-- Start of SUPPLIED TEXT --
George MacDonald, postal worker and co-chair of the Highlands and Islands region of Solidarity examines the latest threat to a long standing public service from New Labour’s obsession with privatisation

 

 

While no decision has yet been reached on the proposed privatisation of Royal Mail, no doubt remains in my mind that Gordon Brown along with Mandelson and other New Labour Tories are hell bent on seeing this plan come to fruition, either before or after the next general election.  If the Tory Tories are returned to power they too will want to see this public sector asset sold off to their profit hungry city chums.

 

The evidence to me seems clear.  Let’s take a step back in time.

 

In 1984 I was employed by British Telecom at the time of its privatisation program. Prior to privatisation saw the promulgation of a state sponsored hate campaign against BT and the ‘horrors’ of public ownership.  The Thatcher Government, with the co-operation of the BBC and the right wing press combined to destroy the reputation of the company to such an extent that cartoon BT bird ‘Busby’ was voted the most unpopular individual in Britain.  No mention was made, of course, of BT’s year on year profits £500 million, or of its role as a leading player in the world telecommunications industry.

 

Both before and after privatisation we saw a massive onslaught on workers’ pay and conditions, culminating in a three week national strike in 1989 – which didn’t succeed because Thatcher had 30,000 French telecommunications workers lined up to cross the channel and keep the system going.

 

 

The net effect of this and other privatisations was a huge erosion in the pay and conditions of public sector workers and a bad deal for customers of the now privatised companies, plus tens of thousands of skilled job losses which continue until the present day.  Far from making industry ‘leaner and fitter’ and opening up ‘inefficient’ public sector companies to ‘ the fresh winds of competition’, the Tories sold off profit making high tech public sector industries to their friends in the city at a knockdown price.  Ever since a steady stream of profit that could have come back to the public purse has lined the pockets of the fat cats instead.

 

What then, is happening today with the Royal Mail? Firstly, we had the appointment of Allan Leighton (a failed executive who presided over the financial disasters at both Safeway and Leeds United FC) as Royal Mail chairman, followed shortly thereafter by Adam Crozier as his right hand man.  That these were politically inspired appointments to soften up Royal Mail for privatisation is in no doubt.  Within a matter of months of their appointment they began to wage class warfare against the Royal Mail workforce.  Industrial relations and staff morale hit rock bottom, leading to the year-on-year practice of imposed pay deals with their concomitant erosions of terms and conditions of employment.  Leighton and Crozier’s New Labour inspired agenda had been consistent and simple – more work for less money, shed jobs, make Royal Mail more ‘competitive’, and therefore more attractive to would be privateers.
-- End of SUPPLIED TEXT --
REQUIRED TASK 1 - Please find every line in the listing below that contains the word "window" and copy each one out; case counts.
-- Start of DATA PROVIDED --
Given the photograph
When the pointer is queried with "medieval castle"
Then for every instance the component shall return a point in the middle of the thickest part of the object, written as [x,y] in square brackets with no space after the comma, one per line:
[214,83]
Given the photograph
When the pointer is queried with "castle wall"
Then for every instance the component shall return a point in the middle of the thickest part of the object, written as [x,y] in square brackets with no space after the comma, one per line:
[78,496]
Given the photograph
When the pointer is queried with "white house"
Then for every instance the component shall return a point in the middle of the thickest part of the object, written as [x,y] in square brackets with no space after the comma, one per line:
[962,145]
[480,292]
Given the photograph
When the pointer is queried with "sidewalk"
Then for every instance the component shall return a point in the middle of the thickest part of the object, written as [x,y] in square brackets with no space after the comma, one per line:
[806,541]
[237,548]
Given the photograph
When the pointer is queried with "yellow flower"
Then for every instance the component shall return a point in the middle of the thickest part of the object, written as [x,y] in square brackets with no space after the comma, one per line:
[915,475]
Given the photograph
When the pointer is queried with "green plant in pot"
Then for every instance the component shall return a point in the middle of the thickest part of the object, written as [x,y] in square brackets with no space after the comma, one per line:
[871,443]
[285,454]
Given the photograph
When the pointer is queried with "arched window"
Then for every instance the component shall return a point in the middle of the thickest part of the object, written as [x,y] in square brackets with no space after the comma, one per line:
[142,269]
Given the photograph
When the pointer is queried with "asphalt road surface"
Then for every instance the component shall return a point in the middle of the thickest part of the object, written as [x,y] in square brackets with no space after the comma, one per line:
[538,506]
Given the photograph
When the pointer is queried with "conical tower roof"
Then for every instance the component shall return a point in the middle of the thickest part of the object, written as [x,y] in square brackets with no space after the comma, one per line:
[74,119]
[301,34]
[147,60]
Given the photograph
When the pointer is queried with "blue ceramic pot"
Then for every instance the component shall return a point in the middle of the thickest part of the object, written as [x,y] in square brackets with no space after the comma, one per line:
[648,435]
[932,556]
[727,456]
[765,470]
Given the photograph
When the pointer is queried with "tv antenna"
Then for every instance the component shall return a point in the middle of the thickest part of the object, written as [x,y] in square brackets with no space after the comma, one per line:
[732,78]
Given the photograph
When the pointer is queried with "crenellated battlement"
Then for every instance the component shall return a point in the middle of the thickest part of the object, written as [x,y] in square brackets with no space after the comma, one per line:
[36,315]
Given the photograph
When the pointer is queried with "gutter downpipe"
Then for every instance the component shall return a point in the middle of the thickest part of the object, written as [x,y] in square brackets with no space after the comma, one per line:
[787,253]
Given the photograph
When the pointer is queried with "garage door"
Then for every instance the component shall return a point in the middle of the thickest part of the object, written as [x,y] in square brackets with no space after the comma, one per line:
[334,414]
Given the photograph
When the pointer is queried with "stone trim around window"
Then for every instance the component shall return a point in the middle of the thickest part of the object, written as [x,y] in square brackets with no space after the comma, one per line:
-- End of DATA PROVIDED --
REQUIRED TASK 2 - Condense the paragraph of the Royal Mail article above that begins "In 1984 I was employed" into a short bulleted list that keeps its main facts.

FULL OUTPUT 1 -
When the pointer is queried with "arched window"
When the pointer is queried with "stone trim around window"

FULL OUTPUT 2 -
- In 1984 the writer worked for British Telecom when it was privatized.
- Before privatization, a state-sponsored hate campaign targeted BT and the "horrors" of public ownership.
- The Thatcher government, the BBC and the right-wing press damaged the company's reputation so badly that the cartoon BT bird "Busby" was voted the most unpopular individual in Britain.
- Nobody mentioned BT's year-on-year profits of £500 million or its role as a leading player in world telecommunications.